## Data entries
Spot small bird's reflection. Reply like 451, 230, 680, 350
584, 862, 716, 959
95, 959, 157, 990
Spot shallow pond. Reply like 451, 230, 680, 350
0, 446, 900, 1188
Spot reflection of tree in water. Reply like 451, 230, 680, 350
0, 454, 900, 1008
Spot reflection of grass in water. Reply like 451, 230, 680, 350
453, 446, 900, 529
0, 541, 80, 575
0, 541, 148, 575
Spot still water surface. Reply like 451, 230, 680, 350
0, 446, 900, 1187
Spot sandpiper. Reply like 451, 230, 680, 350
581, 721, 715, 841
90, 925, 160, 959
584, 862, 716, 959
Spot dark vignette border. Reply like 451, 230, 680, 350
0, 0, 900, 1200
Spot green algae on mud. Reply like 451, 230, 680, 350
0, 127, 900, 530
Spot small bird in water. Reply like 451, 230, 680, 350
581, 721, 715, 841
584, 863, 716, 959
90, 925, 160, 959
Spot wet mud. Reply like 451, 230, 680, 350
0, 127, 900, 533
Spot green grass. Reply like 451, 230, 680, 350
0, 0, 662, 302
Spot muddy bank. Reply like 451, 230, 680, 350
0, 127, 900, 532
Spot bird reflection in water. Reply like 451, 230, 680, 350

## Work instructions
Format every line of the listing above as a numbered list, omitting blank lines.

## Result of this task
1. Spot small bird's reflection. Reply like 451, 230, 680, 350
2. 584, 862, 716, 959
3. 95, 959, 157, 990
4. Spot shallow pond. Reply like 451, 230, 680, 350
5. 0, 446, 900, 1188
6. Spot reflection of tree in water. Reply like 451, 230, 680, 350
7. 0, 454, 900, 1008
8. Spot reflection of grass in water. Reply like 451, 230, 680, 350
9. 453, 446, 900, 529
10. 0, 541, 80, 575
11. 0, 541, 148, 575
12. Spot still water surface. Reply like 451, 230, 680, 350
13. 0, 446, 900, 1187
14. Spot sandpiper. Reply like 451, 230, 680, 350
15. 581, 721, 715, 841
16. 90, 925, 160, 959
17. 584, 862, 716, 959
18. Spot dark vignette border. Reply like 451, 230, 680, 350
19. 0, 0, 900, 1200
20. Spot green algae on mud. Reply like 451, 230, 680, 350
21. 0, 127, 900, 530
22. Spot small bird in water. Reply like 451, 230, 680, 350
23. 581, 721, 715, 841
24. 584, 863, 716, 959
25. 90, 925, 160, 959
26. Spot wet mud. Reply like 451, 230, 680, 350
27. 0, 127, 900, 533
28. Spot green grass. Reply like 451, 230, 680, 350
29. 0, 0, 662, 302
30. Spot muddy bank. Reply like 451, 230, 680, 350
31. 0, 127, 900, 532
32. Spot bird reflection in water. Reply like 451, 230, 680, 350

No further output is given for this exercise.